WHAT IS BEING ASKED> Take the entries that follow and return exactly the lines from the one holding "placard with a point." through the one holding "red lettering with a point.", both included. Nothing else is needed.

- Opening Delimiter -

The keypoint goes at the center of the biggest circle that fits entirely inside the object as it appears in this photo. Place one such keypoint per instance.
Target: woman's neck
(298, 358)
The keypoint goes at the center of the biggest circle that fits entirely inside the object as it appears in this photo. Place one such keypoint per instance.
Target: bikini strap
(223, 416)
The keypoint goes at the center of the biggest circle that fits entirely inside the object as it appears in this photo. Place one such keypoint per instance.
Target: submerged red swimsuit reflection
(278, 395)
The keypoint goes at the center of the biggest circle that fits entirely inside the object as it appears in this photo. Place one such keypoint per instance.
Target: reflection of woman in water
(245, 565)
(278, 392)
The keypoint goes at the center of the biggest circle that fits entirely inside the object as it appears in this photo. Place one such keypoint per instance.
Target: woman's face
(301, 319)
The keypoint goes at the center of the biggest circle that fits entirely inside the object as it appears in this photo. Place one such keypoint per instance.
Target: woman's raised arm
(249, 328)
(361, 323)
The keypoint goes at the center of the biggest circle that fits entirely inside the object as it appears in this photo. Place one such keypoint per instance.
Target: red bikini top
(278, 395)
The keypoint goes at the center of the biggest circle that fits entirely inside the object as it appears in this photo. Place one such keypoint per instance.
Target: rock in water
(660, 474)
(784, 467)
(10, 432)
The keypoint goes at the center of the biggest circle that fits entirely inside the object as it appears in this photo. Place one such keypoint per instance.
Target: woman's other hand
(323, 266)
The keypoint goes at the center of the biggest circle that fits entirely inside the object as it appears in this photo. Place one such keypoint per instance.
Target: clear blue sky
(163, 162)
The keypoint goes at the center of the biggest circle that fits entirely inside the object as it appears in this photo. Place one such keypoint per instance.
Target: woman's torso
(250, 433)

- Closing Delimiter -
- Opening Delimiter -

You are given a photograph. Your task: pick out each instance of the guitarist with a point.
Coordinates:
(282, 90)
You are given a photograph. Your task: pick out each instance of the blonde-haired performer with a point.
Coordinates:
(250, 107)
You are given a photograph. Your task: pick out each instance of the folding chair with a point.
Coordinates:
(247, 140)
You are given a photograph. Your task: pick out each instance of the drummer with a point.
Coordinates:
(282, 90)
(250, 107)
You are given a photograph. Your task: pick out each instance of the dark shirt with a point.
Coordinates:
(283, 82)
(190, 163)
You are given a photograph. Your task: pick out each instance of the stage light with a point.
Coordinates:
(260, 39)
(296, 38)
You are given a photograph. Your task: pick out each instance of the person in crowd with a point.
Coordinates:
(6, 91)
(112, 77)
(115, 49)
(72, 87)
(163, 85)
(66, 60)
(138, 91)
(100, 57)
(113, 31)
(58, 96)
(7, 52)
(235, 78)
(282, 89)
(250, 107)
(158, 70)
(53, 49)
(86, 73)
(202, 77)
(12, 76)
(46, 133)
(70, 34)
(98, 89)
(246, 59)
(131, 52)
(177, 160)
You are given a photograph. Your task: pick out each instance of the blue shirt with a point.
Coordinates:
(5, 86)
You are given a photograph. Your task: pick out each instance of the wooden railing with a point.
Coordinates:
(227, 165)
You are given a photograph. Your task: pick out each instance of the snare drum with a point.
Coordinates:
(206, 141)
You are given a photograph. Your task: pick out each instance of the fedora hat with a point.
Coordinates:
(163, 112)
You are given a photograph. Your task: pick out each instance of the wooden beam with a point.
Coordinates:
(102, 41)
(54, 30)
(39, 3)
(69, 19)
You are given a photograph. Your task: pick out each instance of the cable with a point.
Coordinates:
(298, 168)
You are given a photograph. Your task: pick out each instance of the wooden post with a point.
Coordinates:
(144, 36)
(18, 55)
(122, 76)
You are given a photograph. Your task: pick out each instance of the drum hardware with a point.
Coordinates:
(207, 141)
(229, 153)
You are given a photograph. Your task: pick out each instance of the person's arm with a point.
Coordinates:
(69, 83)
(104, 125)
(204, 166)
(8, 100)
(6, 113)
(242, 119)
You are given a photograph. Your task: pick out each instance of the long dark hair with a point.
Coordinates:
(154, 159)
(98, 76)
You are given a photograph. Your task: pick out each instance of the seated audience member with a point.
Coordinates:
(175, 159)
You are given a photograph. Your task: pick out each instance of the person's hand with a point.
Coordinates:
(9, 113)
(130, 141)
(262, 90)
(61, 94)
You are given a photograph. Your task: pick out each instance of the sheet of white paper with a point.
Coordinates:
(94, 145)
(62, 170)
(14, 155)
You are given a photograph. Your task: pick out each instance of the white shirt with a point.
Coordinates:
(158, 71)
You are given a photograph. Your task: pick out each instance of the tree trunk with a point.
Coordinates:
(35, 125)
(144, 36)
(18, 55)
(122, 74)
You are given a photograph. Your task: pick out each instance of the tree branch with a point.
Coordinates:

- Closing Delimiter -
- Opening Delimiter -

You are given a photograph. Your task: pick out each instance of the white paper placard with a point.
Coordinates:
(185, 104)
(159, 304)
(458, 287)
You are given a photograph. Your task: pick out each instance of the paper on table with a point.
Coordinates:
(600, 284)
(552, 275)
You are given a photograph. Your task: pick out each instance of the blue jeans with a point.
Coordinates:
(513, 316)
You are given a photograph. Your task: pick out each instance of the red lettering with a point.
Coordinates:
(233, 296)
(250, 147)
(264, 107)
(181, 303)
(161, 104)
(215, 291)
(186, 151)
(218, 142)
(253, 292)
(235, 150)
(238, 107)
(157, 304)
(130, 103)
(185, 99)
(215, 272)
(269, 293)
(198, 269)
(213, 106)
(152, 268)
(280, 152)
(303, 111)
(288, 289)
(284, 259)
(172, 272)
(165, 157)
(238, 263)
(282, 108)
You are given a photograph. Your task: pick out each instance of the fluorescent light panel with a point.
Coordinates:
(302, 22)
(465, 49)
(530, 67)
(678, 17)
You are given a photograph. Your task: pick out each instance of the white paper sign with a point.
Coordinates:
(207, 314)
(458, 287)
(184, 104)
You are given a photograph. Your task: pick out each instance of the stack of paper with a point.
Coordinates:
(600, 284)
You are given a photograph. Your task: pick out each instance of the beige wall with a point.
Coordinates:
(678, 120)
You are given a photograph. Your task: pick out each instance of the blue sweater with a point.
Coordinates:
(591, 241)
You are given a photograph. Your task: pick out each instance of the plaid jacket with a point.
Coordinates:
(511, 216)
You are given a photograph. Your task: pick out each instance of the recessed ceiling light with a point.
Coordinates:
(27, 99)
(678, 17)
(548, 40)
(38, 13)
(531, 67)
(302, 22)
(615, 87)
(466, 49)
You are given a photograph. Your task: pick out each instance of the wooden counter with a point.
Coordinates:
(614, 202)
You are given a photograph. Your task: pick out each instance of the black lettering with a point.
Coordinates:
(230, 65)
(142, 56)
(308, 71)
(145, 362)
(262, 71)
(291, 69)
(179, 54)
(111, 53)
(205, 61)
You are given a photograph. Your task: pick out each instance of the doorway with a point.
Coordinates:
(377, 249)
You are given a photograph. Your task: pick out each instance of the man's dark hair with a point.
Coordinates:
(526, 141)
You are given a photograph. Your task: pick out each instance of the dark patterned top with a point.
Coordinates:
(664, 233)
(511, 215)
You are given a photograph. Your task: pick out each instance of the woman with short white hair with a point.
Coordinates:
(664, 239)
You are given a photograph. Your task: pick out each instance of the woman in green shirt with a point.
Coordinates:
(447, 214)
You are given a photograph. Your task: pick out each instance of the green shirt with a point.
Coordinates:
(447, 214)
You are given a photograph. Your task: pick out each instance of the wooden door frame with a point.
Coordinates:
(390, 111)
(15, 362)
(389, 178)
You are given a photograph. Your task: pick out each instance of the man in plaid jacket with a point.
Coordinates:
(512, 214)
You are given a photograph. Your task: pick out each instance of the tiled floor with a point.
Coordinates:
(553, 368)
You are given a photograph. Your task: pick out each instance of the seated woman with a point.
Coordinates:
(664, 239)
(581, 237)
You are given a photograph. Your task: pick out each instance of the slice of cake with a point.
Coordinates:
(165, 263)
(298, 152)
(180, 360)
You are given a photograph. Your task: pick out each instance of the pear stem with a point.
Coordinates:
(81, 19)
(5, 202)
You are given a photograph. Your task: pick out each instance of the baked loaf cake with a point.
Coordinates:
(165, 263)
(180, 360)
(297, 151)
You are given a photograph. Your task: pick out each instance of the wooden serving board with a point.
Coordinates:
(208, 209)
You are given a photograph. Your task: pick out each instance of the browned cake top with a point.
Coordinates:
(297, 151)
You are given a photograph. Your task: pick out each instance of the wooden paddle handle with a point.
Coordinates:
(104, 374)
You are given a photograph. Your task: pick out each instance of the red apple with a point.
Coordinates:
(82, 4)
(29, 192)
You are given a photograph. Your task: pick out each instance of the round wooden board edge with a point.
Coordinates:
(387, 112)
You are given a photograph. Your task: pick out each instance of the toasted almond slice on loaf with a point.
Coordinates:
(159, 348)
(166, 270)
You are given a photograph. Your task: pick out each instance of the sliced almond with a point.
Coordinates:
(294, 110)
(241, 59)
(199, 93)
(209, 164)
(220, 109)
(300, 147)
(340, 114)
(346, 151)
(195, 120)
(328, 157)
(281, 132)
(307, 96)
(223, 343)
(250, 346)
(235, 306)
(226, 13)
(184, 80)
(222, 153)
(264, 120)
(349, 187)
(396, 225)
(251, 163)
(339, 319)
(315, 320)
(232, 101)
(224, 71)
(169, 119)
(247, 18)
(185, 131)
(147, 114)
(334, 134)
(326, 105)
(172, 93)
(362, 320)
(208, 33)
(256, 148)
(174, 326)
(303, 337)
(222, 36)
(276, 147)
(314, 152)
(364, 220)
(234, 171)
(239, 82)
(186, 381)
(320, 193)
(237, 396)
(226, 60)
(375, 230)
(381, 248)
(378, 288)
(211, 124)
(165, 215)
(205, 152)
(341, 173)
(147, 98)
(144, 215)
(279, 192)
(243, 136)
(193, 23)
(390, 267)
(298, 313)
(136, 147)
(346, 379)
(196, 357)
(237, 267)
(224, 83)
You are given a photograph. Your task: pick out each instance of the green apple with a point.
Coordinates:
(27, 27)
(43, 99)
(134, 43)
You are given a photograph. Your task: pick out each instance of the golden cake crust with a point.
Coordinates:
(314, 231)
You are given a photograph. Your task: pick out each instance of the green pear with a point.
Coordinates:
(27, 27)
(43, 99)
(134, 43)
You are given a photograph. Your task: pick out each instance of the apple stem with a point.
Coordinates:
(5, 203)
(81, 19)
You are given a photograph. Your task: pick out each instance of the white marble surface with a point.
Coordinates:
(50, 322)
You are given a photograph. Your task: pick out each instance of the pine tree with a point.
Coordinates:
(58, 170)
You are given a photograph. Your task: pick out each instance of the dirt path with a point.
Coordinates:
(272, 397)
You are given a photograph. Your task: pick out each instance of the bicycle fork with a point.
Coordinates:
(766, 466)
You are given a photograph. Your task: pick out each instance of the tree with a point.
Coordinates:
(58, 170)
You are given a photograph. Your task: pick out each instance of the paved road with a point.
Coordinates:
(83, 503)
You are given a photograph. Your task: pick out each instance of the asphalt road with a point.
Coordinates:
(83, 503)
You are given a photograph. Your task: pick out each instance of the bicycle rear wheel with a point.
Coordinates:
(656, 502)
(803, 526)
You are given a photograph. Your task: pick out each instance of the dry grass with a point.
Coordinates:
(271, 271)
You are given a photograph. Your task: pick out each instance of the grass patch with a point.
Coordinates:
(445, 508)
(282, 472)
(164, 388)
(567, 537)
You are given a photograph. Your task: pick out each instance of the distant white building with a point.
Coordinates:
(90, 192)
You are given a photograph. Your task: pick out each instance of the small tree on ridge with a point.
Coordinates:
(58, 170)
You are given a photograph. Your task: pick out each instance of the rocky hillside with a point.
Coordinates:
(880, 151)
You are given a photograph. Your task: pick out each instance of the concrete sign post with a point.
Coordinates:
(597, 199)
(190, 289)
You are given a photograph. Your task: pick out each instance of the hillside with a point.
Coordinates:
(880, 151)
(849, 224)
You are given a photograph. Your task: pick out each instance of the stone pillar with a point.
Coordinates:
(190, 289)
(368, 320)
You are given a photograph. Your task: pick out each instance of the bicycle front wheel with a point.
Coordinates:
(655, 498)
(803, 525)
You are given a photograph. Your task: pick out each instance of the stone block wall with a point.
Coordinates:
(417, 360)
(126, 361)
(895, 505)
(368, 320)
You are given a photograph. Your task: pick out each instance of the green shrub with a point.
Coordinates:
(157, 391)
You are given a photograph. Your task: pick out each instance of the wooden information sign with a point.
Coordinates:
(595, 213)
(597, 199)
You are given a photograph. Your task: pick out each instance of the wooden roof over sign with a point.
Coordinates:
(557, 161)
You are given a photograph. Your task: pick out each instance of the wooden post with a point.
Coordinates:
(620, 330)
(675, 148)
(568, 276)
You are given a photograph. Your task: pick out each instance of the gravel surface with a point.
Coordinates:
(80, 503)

- Closing Delimiter -

THE COMPLETED TASK>
You are given a photograph. Your task: pick out each instance of the white paper placard with a point.
Coordinates:
(185, 104)
(159, 304)
(458, 287)
You are given a photograph. Your task: pick out each instance of the paper on table with a point.
Coordinates:
(600, 284)
(552, 275)
You are given a photograph. Your task: pick out each instance of the blue jeans with a point.
Coordinates:
(513, 316)
You are given a photograph. Your task: pick out each instance of the red lettering with a point.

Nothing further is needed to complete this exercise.